● **Records supplied**

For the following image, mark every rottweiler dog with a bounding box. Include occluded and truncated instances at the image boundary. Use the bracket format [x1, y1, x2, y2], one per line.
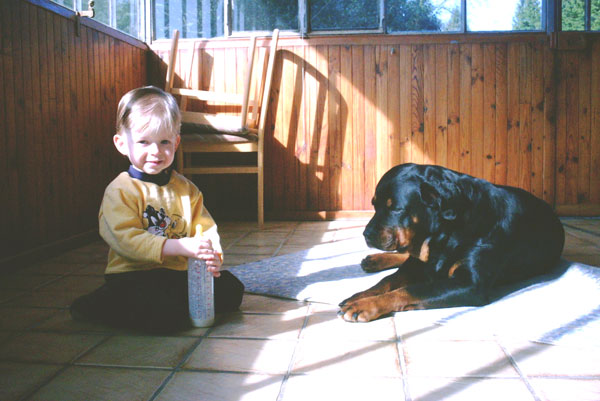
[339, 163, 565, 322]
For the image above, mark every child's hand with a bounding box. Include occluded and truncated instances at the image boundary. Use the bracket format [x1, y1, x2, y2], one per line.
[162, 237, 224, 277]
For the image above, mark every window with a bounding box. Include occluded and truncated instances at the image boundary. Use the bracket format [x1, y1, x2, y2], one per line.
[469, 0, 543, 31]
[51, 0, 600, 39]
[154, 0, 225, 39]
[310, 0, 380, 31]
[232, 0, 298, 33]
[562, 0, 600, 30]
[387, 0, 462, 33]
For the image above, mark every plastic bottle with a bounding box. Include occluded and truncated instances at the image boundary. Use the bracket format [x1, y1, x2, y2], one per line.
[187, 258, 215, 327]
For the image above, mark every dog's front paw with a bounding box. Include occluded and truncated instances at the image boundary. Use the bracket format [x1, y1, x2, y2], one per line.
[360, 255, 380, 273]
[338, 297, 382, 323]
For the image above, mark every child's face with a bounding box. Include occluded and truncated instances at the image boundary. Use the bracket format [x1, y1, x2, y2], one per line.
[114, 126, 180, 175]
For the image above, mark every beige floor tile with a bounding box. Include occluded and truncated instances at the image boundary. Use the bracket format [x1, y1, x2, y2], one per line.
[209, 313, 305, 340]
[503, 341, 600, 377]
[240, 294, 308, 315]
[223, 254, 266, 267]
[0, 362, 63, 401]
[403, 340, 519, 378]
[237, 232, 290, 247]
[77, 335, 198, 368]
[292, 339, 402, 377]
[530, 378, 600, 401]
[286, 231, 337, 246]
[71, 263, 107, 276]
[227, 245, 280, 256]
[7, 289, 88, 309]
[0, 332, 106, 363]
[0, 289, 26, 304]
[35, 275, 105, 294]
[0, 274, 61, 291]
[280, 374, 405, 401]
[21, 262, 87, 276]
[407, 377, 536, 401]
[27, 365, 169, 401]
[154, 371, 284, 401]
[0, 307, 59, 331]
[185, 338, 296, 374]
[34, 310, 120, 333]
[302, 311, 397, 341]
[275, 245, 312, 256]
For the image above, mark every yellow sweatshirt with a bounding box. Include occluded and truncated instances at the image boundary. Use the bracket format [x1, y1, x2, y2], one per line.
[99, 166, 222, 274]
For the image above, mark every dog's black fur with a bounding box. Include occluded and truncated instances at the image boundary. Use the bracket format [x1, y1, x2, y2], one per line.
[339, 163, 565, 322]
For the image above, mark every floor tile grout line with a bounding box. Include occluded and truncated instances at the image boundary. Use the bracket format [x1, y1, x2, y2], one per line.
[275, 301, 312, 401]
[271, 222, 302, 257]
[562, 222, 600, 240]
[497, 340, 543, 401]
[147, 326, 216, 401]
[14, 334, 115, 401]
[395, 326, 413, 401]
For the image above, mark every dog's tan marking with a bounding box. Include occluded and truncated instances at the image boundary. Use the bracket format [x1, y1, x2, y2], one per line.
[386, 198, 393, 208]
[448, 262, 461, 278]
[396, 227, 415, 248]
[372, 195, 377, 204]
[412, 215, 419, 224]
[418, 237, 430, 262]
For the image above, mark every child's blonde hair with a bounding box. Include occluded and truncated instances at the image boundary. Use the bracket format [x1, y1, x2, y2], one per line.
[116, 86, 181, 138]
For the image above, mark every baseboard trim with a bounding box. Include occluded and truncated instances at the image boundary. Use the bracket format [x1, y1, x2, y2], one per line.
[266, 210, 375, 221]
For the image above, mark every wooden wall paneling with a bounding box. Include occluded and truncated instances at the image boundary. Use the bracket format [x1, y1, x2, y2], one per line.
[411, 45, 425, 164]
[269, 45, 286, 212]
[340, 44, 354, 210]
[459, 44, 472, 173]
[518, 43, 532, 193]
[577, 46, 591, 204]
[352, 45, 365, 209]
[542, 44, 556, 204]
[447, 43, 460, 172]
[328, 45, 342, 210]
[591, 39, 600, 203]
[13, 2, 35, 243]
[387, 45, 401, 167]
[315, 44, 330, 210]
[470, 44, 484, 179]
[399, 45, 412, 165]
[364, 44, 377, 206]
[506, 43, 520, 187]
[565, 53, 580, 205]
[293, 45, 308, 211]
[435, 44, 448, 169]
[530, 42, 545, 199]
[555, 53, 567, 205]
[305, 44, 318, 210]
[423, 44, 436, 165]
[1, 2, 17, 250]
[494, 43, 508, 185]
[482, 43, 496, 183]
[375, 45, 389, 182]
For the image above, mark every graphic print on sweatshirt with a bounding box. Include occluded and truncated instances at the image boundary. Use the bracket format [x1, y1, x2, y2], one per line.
* * *
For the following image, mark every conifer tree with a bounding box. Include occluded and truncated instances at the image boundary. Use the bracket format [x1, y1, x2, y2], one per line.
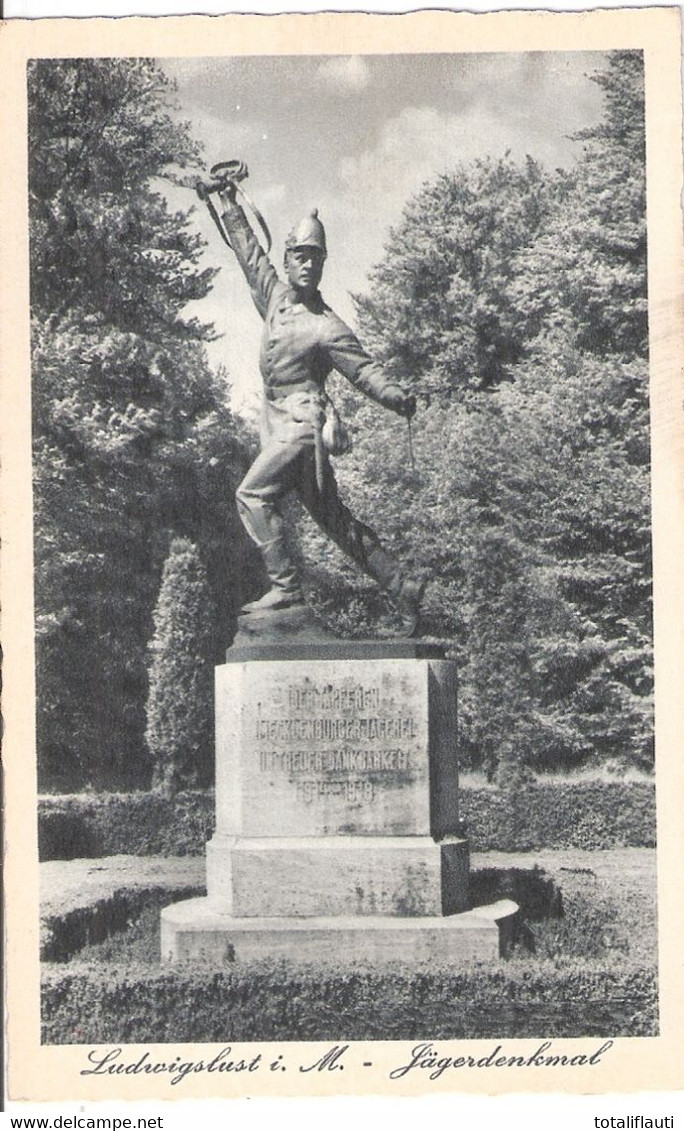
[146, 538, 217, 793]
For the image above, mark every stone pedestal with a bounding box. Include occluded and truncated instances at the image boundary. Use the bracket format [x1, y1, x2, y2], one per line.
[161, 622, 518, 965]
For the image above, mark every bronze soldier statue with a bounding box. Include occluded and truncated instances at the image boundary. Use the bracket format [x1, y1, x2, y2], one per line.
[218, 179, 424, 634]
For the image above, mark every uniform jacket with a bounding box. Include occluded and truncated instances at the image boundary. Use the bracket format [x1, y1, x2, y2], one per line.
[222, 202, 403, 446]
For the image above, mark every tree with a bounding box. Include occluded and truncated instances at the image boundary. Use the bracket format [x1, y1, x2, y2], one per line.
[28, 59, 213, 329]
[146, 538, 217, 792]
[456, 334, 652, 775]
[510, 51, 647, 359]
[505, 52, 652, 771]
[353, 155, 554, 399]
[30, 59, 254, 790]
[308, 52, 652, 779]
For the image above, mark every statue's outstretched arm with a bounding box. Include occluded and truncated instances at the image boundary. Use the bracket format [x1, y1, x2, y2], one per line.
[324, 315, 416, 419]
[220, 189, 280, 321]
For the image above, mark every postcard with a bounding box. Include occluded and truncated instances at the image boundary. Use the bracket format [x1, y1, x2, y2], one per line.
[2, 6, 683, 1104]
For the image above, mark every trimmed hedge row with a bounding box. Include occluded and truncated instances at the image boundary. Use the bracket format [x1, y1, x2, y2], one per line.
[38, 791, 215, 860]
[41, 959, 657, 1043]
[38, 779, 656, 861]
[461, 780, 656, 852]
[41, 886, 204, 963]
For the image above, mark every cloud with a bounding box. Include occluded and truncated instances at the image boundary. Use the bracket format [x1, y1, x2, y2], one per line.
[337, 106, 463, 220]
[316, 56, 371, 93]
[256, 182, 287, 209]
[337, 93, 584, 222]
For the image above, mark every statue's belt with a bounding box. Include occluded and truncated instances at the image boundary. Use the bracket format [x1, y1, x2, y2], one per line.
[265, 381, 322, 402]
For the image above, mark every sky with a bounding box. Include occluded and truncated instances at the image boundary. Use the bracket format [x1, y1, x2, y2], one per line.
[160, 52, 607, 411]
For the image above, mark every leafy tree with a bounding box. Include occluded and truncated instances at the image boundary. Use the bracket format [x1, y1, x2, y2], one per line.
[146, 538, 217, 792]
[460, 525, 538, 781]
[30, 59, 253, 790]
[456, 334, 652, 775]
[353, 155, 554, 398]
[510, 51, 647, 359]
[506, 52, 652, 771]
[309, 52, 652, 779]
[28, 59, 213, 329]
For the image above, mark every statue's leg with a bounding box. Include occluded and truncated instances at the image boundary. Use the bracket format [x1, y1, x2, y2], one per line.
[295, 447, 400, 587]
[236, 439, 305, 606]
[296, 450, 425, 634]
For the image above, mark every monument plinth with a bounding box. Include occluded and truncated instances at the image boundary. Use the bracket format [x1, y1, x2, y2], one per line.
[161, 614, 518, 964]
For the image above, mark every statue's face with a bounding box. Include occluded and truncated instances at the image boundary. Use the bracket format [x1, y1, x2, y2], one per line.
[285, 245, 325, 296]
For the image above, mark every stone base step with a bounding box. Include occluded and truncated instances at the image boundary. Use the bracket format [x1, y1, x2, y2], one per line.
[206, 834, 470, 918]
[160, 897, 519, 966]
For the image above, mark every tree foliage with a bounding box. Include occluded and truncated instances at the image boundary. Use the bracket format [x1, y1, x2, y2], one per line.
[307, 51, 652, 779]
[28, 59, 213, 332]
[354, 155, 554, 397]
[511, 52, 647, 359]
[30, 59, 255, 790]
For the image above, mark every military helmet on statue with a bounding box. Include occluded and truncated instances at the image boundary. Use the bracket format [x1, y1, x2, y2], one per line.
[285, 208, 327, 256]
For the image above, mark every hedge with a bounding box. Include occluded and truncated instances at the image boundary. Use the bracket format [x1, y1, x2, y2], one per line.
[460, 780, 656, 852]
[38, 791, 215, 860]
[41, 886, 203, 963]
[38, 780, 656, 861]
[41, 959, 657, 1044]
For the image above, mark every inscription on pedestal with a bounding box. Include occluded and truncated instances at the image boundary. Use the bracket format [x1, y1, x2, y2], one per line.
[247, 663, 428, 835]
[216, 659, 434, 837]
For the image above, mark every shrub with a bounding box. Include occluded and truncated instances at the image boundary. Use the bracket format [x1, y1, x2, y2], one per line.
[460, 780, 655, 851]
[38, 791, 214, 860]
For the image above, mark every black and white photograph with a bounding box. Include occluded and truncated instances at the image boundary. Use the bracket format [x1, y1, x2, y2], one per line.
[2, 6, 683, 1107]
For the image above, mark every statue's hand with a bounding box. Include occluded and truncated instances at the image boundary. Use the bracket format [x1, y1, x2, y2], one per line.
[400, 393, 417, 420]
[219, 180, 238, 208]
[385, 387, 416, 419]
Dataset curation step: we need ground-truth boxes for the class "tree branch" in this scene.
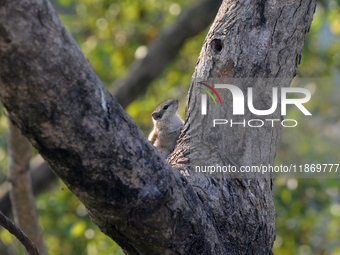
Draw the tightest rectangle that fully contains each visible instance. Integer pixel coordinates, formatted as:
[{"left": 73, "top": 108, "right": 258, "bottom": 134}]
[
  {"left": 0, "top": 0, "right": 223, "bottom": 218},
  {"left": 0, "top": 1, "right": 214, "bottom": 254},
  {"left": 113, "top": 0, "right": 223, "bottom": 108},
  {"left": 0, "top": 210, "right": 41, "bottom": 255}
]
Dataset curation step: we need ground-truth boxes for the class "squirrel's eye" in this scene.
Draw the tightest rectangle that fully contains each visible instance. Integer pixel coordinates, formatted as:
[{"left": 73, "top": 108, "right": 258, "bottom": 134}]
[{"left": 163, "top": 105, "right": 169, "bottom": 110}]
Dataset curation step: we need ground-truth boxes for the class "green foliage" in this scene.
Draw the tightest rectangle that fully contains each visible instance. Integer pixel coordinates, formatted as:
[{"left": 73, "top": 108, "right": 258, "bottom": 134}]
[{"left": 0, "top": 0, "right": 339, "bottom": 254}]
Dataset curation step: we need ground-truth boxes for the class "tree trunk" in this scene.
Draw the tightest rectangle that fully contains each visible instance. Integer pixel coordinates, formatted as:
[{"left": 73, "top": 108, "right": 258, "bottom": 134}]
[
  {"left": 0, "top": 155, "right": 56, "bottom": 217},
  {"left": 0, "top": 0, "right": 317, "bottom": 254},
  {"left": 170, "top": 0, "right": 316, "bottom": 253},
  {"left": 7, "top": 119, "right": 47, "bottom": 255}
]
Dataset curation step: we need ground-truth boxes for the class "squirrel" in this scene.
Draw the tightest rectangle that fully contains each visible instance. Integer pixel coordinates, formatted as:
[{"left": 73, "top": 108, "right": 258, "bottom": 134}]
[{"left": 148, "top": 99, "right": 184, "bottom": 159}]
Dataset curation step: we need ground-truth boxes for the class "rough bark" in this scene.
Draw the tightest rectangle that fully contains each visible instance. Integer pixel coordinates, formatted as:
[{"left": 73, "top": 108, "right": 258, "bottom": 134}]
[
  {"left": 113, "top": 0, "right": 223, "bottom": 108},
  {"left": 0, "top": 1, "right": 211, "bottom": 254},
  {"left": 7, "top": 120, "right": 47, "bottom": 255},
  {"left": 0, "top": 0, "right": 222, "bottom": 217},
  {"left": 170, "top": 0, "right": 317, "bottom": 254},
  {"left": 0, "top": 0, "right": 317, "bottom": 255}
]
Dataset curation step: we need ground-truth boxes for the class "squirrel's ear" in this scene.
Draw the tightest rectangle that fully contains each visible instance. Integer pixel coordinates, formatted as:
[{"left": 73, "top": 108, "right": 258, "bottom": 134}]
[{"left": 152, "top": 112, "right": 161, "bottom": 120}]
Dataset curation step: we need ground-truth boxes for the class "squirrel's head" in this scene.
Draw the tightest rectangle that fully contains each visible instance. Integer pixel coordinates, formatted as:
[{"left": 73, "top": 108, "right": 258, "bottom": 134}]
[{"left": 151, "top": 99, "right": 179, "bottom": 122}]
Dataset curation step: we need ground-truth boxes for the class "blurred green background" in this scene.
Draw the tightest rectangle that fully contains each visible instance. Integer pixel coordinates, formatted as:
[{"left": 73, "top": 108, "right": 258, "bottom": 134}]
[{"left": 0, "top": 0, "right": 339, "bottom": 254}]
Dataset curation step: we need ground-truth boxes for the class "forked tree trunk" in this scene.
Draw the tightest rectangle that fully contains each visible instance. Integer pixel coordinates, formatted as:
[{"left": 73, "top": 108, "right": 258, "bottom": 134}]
--
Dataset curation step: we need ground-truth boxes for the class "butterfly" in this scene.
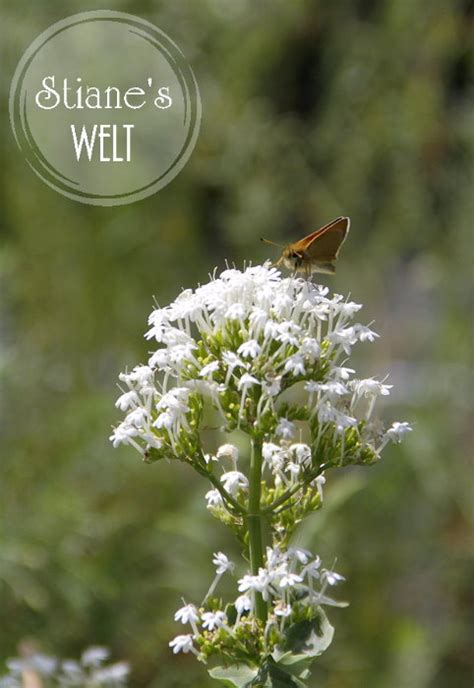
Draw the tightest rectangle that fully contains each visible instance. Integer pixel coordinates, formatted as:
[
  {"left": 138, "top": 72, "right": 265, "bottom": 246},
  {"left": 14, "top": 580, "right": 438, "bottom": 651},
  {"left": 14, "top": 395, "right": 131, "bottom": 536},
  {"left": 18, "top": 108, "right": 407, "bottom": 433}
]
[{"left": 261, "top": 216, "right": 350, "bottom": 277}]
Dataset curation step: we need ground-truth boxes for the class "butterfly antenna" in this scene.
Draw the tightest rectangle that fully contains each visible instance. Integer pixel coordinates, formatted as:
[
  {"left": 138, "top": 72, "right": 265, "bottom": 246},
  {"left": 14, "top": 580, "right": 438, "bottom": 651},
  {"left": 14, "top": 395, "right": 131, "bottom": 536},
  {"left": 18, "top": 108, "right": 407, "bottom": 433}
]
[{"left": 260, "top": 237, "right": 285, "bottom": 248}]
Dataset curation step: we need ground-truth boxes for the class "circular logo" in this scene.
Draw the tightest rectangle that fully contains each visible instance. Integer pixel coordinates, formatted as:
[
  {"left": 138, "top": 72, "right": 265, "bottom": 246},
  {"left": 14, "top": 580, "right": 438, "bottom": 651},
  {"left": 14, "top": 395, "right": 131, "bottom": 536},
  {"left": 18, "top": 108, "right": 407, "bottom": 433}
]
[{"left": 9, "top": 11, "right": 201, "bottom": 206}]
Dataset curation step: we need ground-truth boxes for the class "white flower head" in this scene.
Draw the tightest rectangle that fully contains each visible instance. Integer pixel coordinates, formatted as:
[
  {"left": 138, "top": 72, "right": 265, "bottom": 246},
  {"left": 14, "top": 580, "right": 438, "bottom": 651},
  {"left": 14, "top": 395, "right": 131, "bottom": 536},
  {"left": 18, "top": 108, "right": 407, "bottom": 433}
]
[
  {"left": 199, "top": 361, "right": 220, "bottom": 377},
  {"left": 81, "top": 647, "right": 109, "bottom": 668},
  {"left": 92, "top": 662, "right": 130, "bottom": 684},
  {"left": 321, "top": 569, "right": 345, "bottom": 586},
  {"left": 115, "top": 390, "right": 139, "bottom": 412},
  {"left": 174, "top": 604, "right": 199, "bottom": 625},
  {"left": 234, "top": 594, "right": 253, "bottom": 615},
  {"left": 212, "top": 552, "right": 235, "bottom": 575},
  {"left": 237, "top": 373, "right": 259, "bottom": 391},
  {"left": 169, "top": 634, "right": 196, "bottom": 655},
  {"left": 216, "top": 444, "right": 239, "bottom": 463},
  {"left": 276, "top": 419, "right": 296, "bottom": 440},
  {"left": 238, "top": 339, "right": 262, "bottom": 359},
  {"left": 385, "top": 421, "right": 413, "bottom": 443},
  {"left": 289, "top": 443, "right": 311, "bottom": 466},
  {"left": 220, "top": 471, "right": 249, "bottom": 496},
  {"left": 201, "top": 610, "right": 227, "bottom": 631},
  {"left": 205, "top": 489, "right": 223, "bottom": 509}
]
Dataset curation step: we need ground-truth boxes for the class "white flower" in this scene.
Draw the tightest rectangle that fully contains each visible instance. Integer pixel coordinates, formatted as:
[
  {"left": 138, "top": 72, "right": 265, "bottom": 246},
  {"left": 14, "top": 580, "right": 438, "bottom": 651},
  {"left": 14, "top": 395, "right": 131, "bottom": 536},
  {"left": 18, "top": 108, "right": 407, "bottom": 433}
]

● **Work task**
Which lines in the data above hold the string "head"? Return each of them.

● **Exercise result**
Dataset curation step: we need ground-truth boxes for the class "squirrel's head" in this scene.
Dataset curation step: we need ground-truth boxes for the class "white flower head" in this scene.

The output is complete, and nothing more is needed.